C’est en 1625 que viennent s’installer sur le site actuel de Port-Royal de Paris les religieuses de l’abbaye cistercienne de Port-Royal des champs, en vallée de Chevreuse, dont l’origine remonte au début du XIII° siècle.
Née en 1591, fille d’Antoine Arnauld, avocat au barreau de Paris, la future mère Angélique est placée à l’âge de 7 ans à Port-Royal des champs par son père qui avait acquis pour elle, selon l’usage de la commende, la charge d’abbesse (à vie). Ayant accédé prématurément à cette charge à la mort de la précédente abbesse, la jeune religieuse entreprend, à partir de 1608 de réformer son abbaye en rétablissant la forme de vie plus authentiquement religieuse, selon les dispositions du Concile de Trente. L’histoire a retenu la ‘journée du guichet’ du 25 septembre 1609 où, la clôture ayant été rétablie, la jeune abbesse refusa à ses parents l’entrée à l’intérieur de l’abbaye. Sa renommée se forge alors dans les milieux ecclésiastiques ; l’abbé général de Cîteaux lui confie en 1618 le soin de réformer l’abbaye de Maubuisson, près de Pontoise. À cette époque, elle correspond avec S. François de Sales, fondateur en 1610 à Annecy de l’Ordre de la Visitation.
L’abbaye de Port-Royal des Champs devenant trop petite, le transfert de la communauté aux portes de Paris s’opère suite à l’achat de l’hôtel de Clagny (1625) qui sera progressivement aménagé avec l’édification du cloître et de la chapelle, grâce au soutien de la famille Arnauld, et de bienfaitrices issues des milieux de la noblesse comme la marquise d’Aumont, Mme de Guéméné, Mme de Sablé, et d’autres. Port-Royal des Champs n’est pas pour autant abandonné, et de 1646 à 1665, la communauté se répartit sur les deux domaines de Paris et des Champs tout en étant gouvernée par la même abbesse. Elle atteindra environ 120 religieuses à Paris, et une cinquantaine aux champs.

■ **EXTRAIT DE DONNÉES**:

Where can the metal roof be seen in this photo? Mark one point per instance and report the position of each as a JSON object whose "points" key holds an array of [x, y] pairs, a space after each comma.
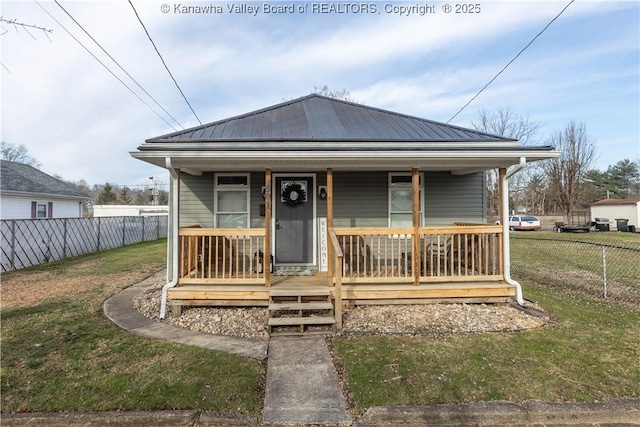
{"points": [[318, 118], [21, 178]]}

■ **OBJECTIFS**:
1. Répondez à ces questions d'après le texte sur Port-Royal :
(a) En quelle année les religieuses viennent-elles s'installer sur le site actuel de Port-Royal de Paris ?
(b) À quelle date a eu lieu la « journée du guichet » ?
(c) Environ combien de religieuses la communauté atteindra-t-elle à Paris ?
2. Recopiez le passage du texte sur Port-Royal qui commence aux mots « C’est en 1625 » et se termine après les mots « du XIII° siècle. ».

■ **RÉPONSES PAR TÂCHE**:
1.
(a) En 1625.
(b) Le 25 septembre 1609.
(c) Environ 120.

2.
C’est en 1625 que viennent s’installer sur le site actuel de Port-Royal de Paris les religieuses de l’abbaye cistercienne de Port-Royal des champs, en vallée de Chevreuse, dont l’origine remonte au début du XIII° siècle.